Baseball world honors Gwynn, rallies around Padres (VIDEO)


UPDATE (12:30 a.m. ET):

The reaction around baseball to Tony Gwynn’s death was swift on Monday morning, with players, coaches, fans, announcers — even MLB itself — taking to social media to share their condolences and memories of "Mr. Padre," and to announce tributes to the Hall of Famer and Padres great.

And as day turned to night, focus shifted from Twitter and Facebook to dugouts and baseball fields — and there the tributes continued, from fields in Detroit and Seattle to outside Petco Park in San Diego.

Even the announcer’s booth at Dodger Stadium of all places was filled with emotion, as fellow Hall of Famer and perhaps Gwynn’s biggest fan outside of San Diego, Dodgers announcer Vin Scully, remembered his friend as only Vinny can.

Then the rest of Dodger Stadium joined Scully:

In Detroit, the Tigers paid tribute to Gwynn and his famed “5.5 hole” — the spot between shortstop and third base through which so many of his 3,141 hits traveled — etched into the appropriate spot on the infield dirt:

Back in Gwynn’s home of San Diego, fan came out to their hero’s statue at the Padres’ home park to pay their respects:

Fans gather at the Tony Gwynn ‘Mr. Padre’ statue outside Petco Park after learning of the Hall of Famer’s death on Monday.

A Tony Gwynn fan leaves this baseball at Gwynn’s statue outside Petco Park. Gwynn wore No. 19 with the Padres.

■ **DATA**:
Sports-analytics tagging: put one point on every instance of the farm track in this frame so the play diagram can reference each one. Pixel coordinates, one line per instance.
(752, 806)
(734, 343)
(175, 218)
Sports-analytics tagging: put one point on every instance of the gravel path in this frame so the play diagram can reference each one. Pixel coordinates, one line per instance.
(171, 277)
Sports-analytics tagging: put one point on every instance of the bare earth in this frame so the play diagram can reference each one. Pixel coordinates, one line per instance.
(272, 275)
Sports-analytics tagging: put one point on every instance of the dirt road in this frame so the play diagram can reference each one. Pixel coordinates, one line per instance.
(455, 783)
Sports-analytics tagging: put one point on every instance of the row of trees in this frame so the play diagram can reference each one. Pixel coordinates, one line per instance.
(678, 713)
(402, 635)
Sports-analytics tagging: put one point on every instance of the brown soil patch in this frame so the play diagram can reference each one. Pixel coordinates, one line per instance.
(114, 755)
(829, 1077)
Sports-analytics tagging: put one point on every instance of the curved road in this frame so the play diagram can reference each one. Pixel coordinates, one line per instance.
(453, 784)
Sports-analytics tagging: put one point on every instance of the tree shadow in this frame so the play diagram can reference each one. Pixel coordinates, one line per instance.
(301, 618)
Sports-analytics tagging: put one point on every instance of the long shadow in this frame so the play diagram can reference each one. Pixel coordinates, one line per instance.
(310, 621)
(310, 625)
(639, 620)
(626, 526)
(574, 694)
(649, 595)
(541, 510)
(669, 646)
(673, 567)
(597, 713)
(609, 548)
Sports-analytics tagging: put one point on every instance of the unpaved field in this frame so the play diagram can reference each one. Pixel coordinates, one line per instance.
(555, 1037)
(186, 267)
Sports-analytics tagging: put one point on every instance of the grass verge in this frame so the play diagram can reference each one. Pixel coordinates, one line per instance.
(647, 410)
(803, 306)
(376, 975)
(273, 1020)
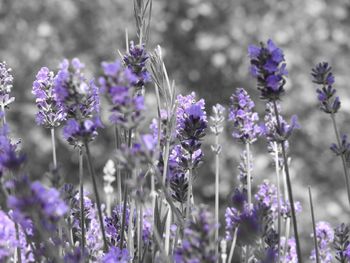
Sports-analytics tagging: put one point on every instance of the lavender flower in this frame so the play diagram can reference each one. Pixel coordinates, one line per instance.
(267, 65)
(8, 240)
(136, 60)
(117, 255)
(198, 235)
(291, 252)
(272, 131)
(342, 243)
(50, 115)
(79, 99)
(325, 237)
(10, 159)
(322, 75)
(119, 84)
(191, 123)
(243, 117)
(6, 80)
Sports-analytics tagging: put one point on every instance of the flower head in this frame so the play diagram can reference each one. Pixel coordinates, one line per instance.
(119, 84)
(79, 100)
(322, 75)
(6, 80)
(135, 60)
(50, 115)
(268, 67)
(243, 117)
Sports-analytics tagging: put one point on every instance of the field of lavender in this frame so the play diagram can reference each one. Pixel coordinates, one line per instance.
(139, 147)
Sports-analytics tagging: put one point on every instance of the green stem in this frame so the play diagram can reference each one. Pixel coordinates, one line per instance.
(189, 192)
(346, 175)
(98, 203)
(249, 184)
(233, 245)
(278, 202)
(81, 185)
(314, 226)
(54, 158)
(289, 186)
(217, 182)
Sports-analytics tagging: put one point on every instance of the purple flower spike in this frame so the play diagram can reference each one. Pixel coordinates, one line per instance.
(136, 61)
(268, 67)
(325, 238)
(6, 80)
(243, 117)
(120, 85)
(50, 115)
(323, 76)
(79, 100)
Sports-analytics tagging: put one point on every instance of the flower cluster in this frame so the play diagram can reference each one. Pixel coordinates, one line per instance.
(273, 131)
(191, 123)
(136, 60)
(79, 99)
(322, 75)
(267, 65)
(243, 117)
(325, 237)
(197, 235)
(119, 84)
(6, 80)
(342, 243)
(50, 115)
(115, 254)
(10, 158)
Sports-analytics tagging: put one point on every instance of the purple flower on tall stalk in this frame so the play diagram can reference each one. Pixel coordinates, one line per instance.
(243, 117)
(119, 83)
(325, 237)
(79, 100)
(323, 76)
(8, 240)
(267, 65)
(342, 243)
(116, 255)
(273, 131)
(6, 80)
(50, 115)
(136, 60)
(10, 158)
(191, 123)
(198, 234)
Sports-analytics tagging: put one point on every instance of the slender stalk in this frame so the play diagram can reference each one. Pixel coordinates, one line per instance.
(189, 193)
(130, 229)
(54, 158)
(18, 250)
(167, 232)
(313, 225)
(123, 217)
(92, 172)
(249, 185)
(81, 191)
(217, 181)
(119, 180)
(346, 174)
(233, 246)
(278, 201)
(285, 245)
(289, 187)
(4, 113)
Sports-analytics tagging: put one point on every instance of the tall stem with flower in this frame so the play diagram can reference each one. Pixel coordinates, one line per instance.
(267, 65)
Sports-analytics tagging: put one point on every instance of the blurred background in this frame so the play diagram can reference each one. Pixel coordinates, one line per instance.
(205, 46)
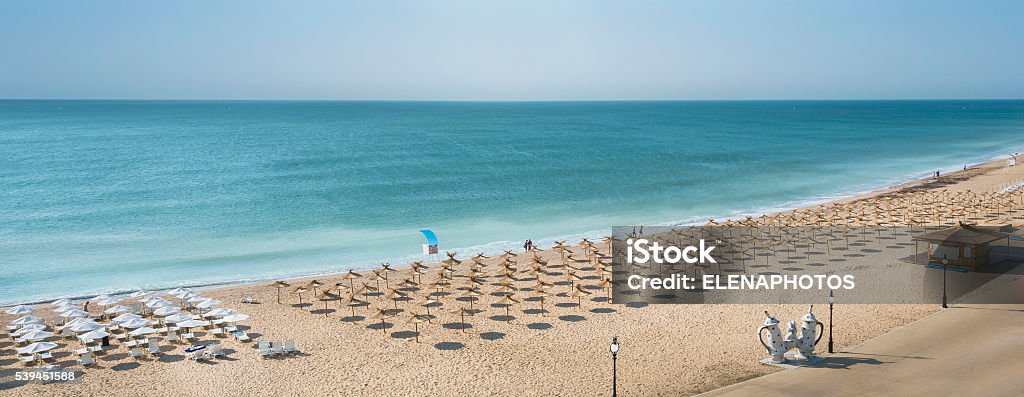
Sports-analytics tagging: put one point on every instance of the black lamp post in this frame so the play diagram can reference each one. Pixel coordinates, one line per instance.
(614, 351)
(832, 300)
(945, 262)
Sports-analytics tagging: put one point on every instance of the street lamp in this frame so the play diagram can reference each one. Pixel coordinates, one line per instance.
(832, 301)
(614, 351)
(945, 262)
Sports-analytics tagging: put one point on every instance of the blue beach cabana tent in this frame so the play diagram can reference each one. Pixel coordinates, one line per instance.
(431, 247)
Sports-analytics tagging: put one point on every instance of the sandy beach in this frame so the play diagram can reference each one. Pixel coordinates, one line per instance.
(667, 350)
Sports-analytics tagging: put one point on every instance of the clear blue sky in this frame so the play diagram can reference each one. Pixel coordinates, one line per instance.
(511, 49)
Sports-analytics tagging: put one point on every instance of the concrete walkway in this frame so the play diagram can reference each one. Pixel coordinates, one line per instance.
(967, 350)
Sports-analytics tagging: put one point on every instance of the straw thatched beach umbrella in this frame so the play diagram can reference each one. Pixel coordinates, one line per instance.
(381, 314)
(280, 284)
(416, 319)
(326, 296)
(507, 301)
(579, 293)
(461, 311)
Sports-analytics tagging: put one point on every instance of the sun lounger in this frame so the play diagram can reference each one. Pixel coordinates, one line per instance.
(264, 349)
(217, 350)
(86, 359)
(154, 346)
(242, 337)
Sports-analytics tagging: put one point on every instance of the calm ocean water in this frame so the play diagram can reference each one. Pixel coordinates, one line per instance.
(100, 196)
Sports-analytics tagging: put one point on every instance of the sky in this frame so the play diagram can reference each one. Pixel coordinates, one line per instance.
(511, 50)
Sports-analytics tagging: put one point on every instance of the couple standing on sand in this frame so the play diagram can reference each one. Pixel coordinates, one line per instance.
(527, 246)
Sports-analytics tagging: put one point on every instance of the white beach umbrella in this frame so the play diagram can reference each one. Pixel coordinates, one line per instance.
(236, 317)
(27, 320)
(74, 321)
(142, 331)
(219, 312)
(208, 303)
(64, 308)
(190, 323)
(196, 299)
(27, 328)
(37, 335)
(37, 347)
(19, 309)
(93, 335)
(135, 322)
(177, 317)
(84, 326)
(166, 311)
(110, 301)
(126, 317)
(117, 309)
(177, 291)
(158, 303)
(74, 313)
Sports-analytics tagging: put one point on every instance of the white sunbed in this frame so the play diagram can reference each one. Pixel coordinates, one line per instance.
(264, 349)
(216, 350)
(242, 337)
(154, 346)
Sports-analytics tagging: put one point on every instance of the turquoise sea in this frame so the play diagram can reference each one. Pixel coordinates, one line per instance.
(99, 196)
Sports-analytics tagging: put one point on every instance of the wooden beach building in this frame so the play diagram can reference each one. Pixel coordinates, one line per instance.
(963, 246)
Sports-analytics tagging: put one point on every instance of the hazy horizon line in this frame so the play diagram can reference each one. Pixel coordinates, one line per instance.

■ **WORK TO COMPLETE**:
1. Answer from the article on the tributes to Tony Gwynn:
(a) How many hits does the article credit to Gwynn?
(b) Which Dodgers announcer remembered Gwynn from the booth at Dodger Stadium?
(c) What uniform number did Gwynn wear with the Padres?
2. Continue the article on the tributes to Tony Gwynn from its final sentence.
The records are separate material and are not part of the article on the tributes to Tony Gwynn.

■ **TASK ANSWERS**:
1.
(a) 3,141
(b) Vin Scully
(c) No. 19

2.
But nowhere were the remembrances more emotional than at Safeco Field in Seattle, where the Padres took the field against the Mariners.

Prior to Monday’s game between the Padres and host Mariners, the grounds crew at Safeco Field in Seattle etched Gwynn’s No. 19 into the infield between third base and shortstop, the ‘5.5 hole’ through which Gwynn got so many of his hits.

A young fan at Safeco Field holds up a sign remembering Gwynn on Monday night.

Members of the San Diego Padres observe a moment of silence in remembrance of Gwynn prior to Monday’s game in Seattle.



Above all else, Tony Gwynn was known for three things — hitting, San Diego and that laugh. And it was because of all three that Gwynn carved out a Hall of Fame career, being known by many as the greatest hitter since Ted Williams, garnering the nickname "Mr. Padre," and earning the respect and love of baseball fans around the country.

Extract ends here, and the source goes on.